#### Parts of the exercise:
a) Repeat word for word the part of the Chip Coffey text below, starting at "Chip Coffey (born" and ending at "College in 1976.".
b) According to the Chip Coffey text below, in what year did Coffey graduate from Elmira College?
c) Decide whether each statement agrees with the Chip Coffey text below. Answer yes or no, and quote the words of the text that settle it.
(i) Coffey was raised a Roman Catholic.
(ii) Coffey currently lives in Elmira, New York.
(iii) Coffey was announced to join Kindred Spirits for its third season.

#### Provided text:
Self-proclaimed psychic and medium

Chip Coffey (born August 21, 1954) is an American self-proclaimed psychic from Elmira, New York, currently living in Atlanta, Georgia. He appeared as a medium on various paranormal television programs, primarily Paranormal State and Psychic Kids. On Psychic Kids he acts as a mentor towards children who claim to have psychic abilities, primarily seeing ghosts. Coffey's claims of being able to communicate with the dead have been subject to criticism by skeptics. In 2019 it was announced that Coffey will be joining Travel Channel's Kindred Spirits as the third official cast member alongside Adam Berry and Amy Bruni for the fourth season in 2020.

==History==
Coffey was born in Elmira, New York. He was raised a Roman Catholic and identifies as a Christian. Coffey spent his early life in Elmira and South Carolina. He graduated from Elmira College in 1976.

#### Data provided:
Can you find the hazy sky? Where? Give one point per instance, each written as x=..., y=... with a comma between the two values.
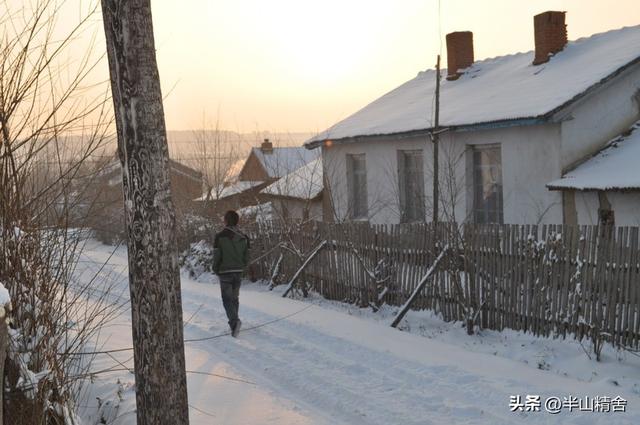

#### Solutions to the problems:
a)
Chip Coffey (born August 21, 1954) is an American self-proclaimed psychic from Elmira, New York, currently living in Atlanta, Georgia. He appeared as a medium on various paranormal television programs, primarily Paranormal State and Psychic Kids. On Psychic Kids he acts as a mentor towards children who claim to have psychic abilities, primarily seeing ghosts. Coffey's claims of being able to communicate with the dead have been subject to criticism by skeptics. In 2019 it was announced that Coffey will be joining Travel Channel's Kindred Spirits as the third official cast member alongside Adam Berry and Amy Bruni for the fourth season in 2020.

==History==
Coffey was born in Elmira, New York. He was raised a Roman Catholic and identifies as a Christian. Coffey spent his early life in Elmira and South Carolina. He graduated from Elmira College in 1976.

b) 1976

c)
(i) Yes: "He was raised a Roman Catholic"
(ii) No: "currently living in Atlanta, Georgia"
(iii) No: "for the fourth season in 2020"